* BEGIN DATA *

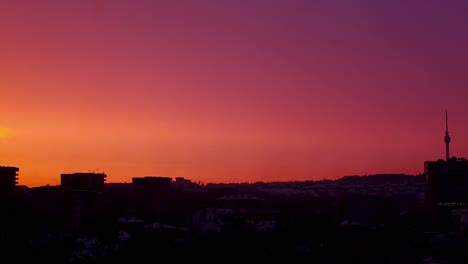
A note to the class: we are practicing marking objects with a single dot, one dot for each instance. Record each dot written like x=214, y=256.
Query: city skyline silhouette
x=230, y=92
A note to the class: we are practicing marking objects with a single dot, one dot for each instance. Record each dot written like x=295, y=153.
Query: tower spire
x=447, y=137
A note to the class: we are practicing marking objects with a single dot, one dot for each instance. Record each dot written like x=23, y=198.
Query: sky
x=230, y=91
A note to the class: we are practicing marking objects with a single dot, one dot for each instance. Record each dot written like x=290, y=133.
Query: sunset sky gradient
x=230, y=91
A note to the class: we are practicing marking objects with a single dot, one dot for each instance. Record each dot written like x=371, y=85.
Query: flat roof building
x=8, y=179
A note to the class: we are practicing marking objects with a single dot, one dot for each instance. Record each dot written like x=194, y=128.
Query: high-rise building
x=446, y=183
x=8, y=179
x=84, y=206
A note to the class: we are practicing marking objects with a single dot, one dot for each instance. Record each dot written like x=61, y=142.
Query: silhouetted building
x=83, y=200
x=446, y=184
x=152, y=197
x=8, y=179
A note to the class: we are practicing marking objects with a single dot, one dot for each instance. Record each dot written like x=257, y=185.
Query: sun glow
x=4, y=132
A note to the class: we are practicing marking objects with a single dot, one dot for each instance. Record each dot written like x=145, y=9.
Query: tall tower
x=446, y=138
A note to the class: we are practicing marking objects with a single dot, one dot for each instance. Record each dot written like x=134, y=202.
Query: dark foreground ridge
x=355, y=219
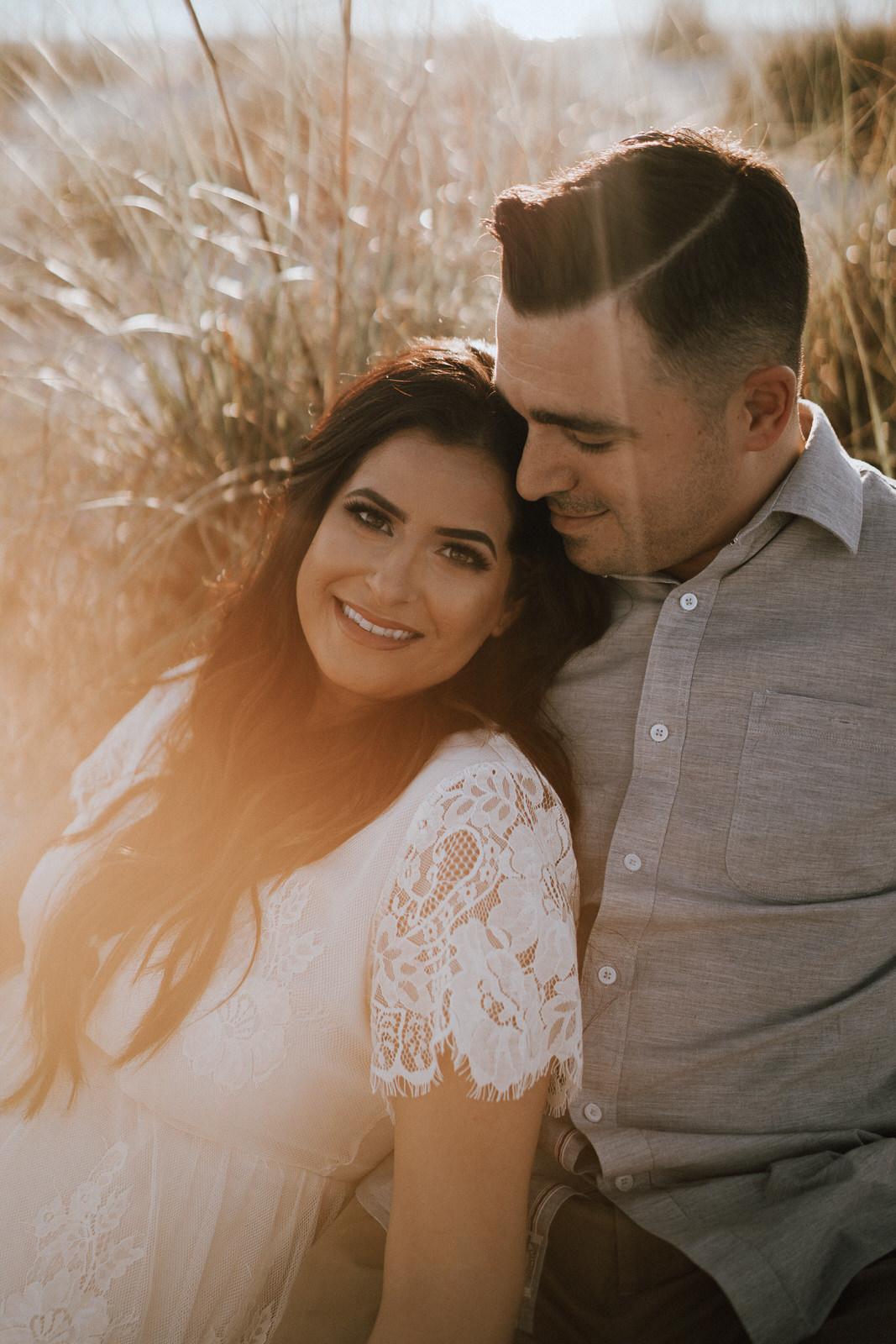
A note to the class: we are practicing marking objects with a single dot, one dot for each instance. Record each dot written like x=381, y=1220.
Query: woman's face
x=409, y=571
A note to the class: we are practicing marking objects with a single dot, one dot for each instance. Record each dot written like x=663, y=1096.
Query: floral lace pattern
x=474, y=949
x=244, y=1039
x=80, y=1254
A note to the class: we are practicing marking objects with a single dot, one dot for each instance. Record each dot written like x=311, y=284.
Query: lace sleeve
x=474, y=948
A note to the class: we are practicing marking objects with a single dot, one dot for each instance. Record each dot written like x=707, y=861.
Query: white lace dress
x=177, y=1195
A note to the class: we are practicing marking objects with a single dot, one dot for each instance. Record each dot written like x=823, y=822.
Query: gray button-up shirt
x=735, y=743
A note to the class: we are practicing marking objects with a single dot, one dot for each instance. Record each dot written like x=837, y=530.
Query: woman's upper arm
x=456, y=1247
x=474, y=1015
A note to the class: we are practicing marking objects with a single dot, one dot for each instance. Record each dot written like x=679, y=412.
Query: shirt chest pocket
x=815, y=806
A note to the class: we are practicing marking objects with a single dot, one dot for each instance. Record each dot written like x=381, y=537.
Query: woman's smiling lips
x=372, y=631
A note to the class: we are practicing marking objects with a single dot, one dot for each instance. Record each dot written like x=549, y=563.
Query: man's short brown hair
x=700, y=234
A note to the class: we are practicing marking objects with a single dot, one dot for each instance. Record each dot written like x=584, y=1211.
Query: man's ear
x=765, y=405
x=508, y=617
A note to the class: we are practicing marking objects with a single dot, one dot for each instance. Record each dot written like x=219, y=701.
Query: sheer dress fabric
x=175, y=1200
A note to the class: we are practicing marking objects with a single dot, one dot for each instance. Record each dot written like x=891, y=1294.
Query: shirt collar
x=824, y=486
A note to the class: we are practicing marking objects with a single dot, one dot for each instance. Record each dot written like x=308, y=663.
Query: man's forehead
x=557, y=356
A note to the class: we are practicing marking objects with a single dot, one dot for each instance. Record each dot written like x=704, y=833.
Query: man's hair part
x=700, y=234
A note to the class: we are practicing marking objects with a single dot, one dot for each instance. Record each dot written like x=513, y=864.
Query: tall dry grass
x=197, y=246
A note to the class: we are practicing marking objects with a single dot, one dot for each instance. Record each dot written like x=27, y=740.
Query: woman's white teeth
x=375, y=629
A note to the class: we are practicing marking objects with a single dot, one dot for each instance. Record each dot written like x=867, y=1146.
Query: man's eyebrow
x=584, y=423
x=461, y=534
x=465, y=534
x=375, y=497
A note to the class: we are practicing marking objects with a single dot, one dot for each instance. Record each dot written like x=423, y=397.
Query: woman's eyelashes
x=469, y=555
x=369, y=515
x=376, y=521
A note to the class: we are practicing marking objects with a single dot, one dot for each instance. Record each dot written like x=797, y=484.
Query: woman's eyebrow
x=375, y=497
x=465, y=534
x=459, y=534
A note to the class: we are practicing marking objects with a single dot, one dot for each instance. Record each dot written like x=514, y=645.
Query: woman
x=317, y=882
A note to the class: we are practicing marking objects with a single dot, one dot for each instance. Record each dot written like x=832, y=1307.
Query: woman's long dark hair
x=251, y=790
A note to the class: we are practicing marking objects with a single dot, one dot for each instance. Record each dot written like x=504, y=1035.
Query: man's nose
x=544, y=467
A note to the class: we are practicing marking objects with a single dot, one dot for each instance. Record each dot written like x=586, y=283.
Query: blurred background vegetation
x=197, y=245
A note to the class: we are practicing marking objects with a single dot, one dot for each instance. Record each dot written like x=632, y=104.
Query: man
x=728, y=1171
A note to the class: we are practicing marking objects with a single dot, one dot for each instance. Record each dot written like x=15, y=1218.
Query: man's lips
x=371, y=629
x=574, y=523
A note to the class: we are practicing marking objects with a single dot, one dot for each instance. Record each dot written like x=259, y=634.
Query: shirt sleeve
x=474, y=949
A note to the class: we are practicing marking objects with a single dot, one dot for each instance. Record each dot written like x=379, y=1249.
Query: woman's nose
x=544, y=467
x=394, y=578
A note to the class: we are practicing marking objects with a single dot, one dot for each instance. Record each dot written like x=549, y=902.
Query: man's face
x=634, y=476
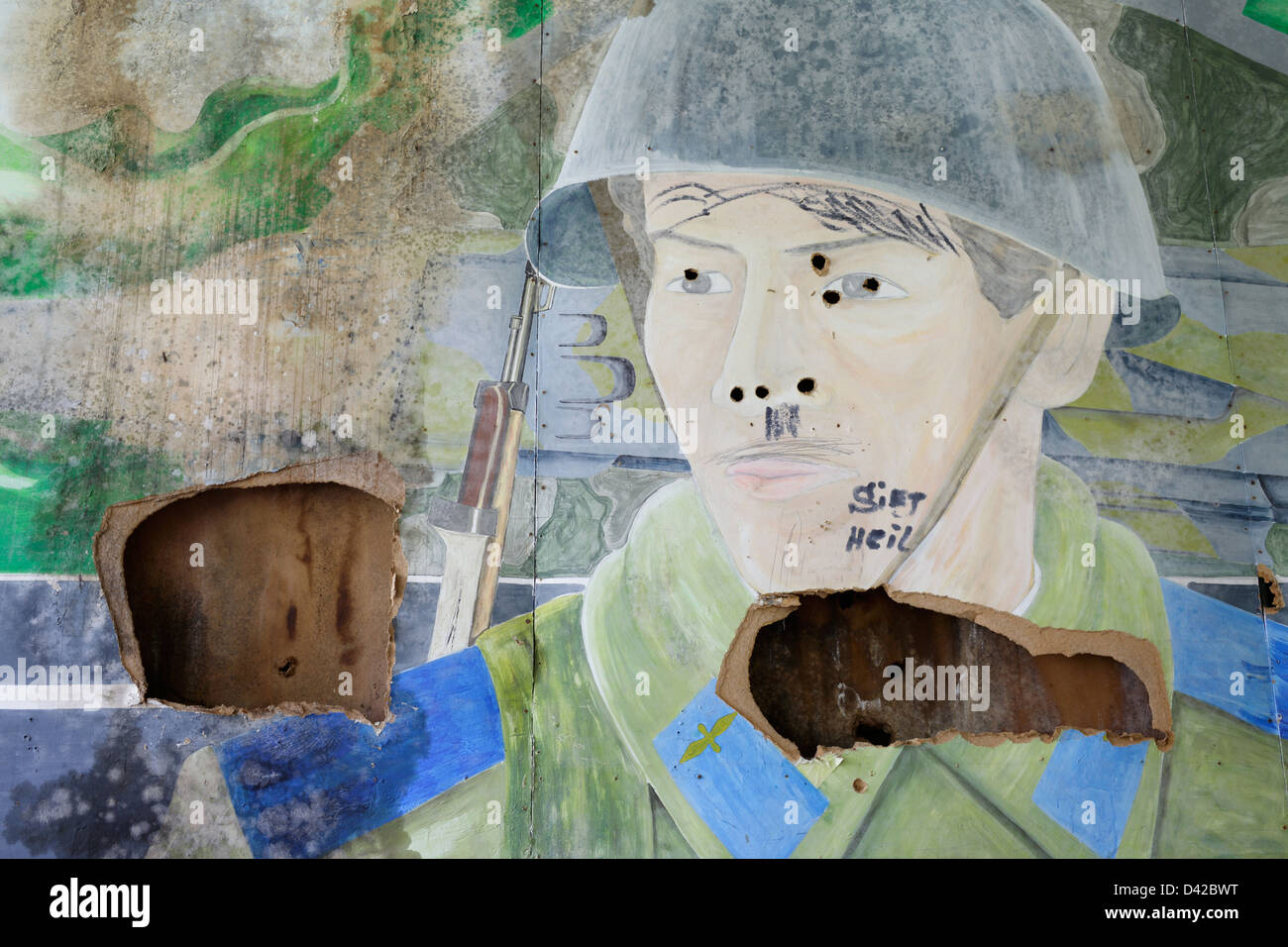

* END DATA *

**SET EXERCISE:** Reproduce all of the data above line for line without changing anything. Omit the pictures from your copy.

**FULL ANSWER:**
A note to the class: we are practicing marking objects with a single dot, one dot for each instance. Record each dot written like x=214, y=256.
Query: city skyline silhouette
x=230, y=92
A note to the class: we are practicing marking objects with a single dot, one dot for each instance. Record each dot written like x=295, y=153.
Query: tower spire
x=447, y=137
A note to the class: we are practicing marking objects with a single dot, one dot for each instance. Record each dot written like x=23, y=198.
Query: sky
x=230, y=91
A note to the class: we are practicing marking objects with a single dot, one dot for each instance. Record each dot written like x=290, y=133.
Query: sunset sky gradient
x=230, y=91
A note to the class: we are practicing marking objects with a single dot, one dot for each instance. Record each dot written like x=371, y=85.
Query: flat roof building
x=8, y=179
A note to the class: we are practicing marking objects with a single dot, one dot for each instance. Record each dot written like x=194, y=128.
Query: high-rise building
x=446, y=183
x=8, y=179
x=84, y=206
A note to the class: we are practicing marking objects with a single dot, one dot for each instance. Record each dot written like x=61, y=142.
Query: silhouetted building
x=83, y=200
x=446, y=184
x=152, y=197
x=8, y=179
A note to the class: we are practicing marking objects with a single dot, one dot for each instance. Record each dot written like x=257, y=185.
Query: sun glow
x=4, y=132
A note to the class: we are practicing marking objects with a single dot, one dot for each instance. Record each dot written like x=145, y=9.
Query: tall tower
x=446, y=138
A note to the class: we are practicing marking objects with a single dot, one dot for each instance. Record each dot written like x=134, y=202.
Query: dark foreground ridge
x=355, y=219
A note to the class: we are practicing marking objects with a single dot, one dot for each instance. Record each dot written like x=381, y=1220.
Query: woman's face
x=409, y=571
A note to the class: we are practicing marking objects with a single dot, one dot for each instance. Record each dot written like x=663, y=1096.
Query: floral lace pattern
x=474, y=949
x=244, y=1039
x=80, y=1254
A note to the class: we are practicing marking objects with a single dot, one dot for each instance. Record each dot written like x=311, y=284.
Query: lace sleeve
x=474, y=948
A note to the class: we are practicing marking objects with a single dot, one dot for each instance. Record each dot written like x=707, y=861.
Query: white lace dress
x=177, y=1195
A note to the class: we are practicing marking objects with a single dot, one dot for each instance. Record each dot written like x=823, y=822.
Query: gray button-up shirt
x=735, y=743
A note to the class: we are practicing marking objects with a single dot, one dot for each instance. Record each dot written like x=837, y=530.
Query: woman's upper arm
x=456, y=1247
x=474, y=1015
A note to the class: we are practicing marking objects with a single dot, one dot for each instance. Record each dot written like x=679, y=412.
Query: shirt chest pocket
x=815, y=806
A note to the class: we are practicing marking objects with a single dot, one dot for each instance. Record each dot written like x=381, y=537.
Query: woman's smiling lips
x=372, y=631
A note to the class: we are practicing marking objects with a single dot, one dot for each instance. Record each dot written like x=549, y=563.
Query: man's short brown hair
x=700, y=234
A note to the class: we are practicing marking objects with a single dot, one dot for each instance. Record each dot written like x=584, y=1211.
Query: man's ear
x=765, y=405
x=508, y=617
A note to the class: we are practicing marking objects with a single dot, one dot for each instance. Record each dot written like x=219, y=701.
Query: sheer dress fabric
x=175, y=1200
A note to the class: we are practicing marking objects with a single dot, one dot for each instance. Record each dot written like x=891, y=1294.
Query: shirt collar
x=824, y=486
A note to the class: we are practicing marking objects with a single dot, one dot for each instance. Record each dot written like x=308, y=663.
Query: man's forehead
x=557, y=356
A note to the class: we are practicing marking objects with a single dot, one dot for each instance. Record each dot written like x=704, y=833.
Query: man's hair part
x=700, y=234
A note to the class: we are practicing marking objects with a single dot, one dot for each instance. Record each dot written like x=513, y=864.
Query: tall dry grass
x=197, y=246
A note to the class: we are practicing marking objects with a single dot, one dot for each instance. Record each dot written like x=27, y=740.
Query: woman's white teeth
x=375, y=629
A note to the class: we are practicing marking objects with a single dot, one dot for each instance. Record each dot written like x=867, y=1146.
Query: man's eyebrow
x=584, y=423
x=461, y=534
x=465, y=534
x=375, y=497
A note to the class: we are practicing marking objects with a single dot, one dot for each instance. Record each dot written like x=423, y=397.
Query: woman's eyelashes
x=469, y=555
x=369, y=515
x=376, y=521
A note to the class: we are practicing marking objects with a single dot, one dot for each instance. Record each dot written like x=797, y=484.
Query: woman's eyebrow
x=375, y=497
x=465, y=534
x=459, y=534
A note to the class: we are practicing marking objects with a single dot, one dot for each instance. Record each dot written like x=514, y=645.
Query: woman
x=317, y=882
A note to the class: we are practicing marking objects with a single dot, one dot for each instance. Record each dot written like x=832, y=1307.
Query: woman's long dark hair
x=251, y=790
A note to the class: we are practicing marking objects with a single dot, one dot for each instance. Record each dot written like x=504, y=1035.
Query: man's nose
x=544, y=467
A note to the class: we are practicing marking objects with a single dot, one dot for each instance. Record each dot written like x=586, y=283.
Query: blurred background vegetation
x=197, y=245
A note to the class: we are practicing marking objects with a single dot, one dot for each instance. Record each dot written like x=632, y=104.
Query: man
x=728, y=1171
A note to the class: we are practicing marking objects with a single dot, one dot for each instance. Record each dot written like x=15, y=1218.
Query: man's lips
x=371, y=629
x=574, y=523
A note to the class: we are practicing marking objects with a single dot, one dot for each instance. Record each dot written like x=259, y=634.
Query: shirt sleeve
x=474, y=949
A note to the class: we are practicing marking objects with a single dot, one dot for each instance. Record each dot written like x=379, y=1249.
Query: woman's nose
x=544, y=467
x=394, y=578
A note to the class: we are practicing marking objects with a single dot, one dot for each instance. Record each dot written like x=549, y=902.
Query: man's face
x=634, y=476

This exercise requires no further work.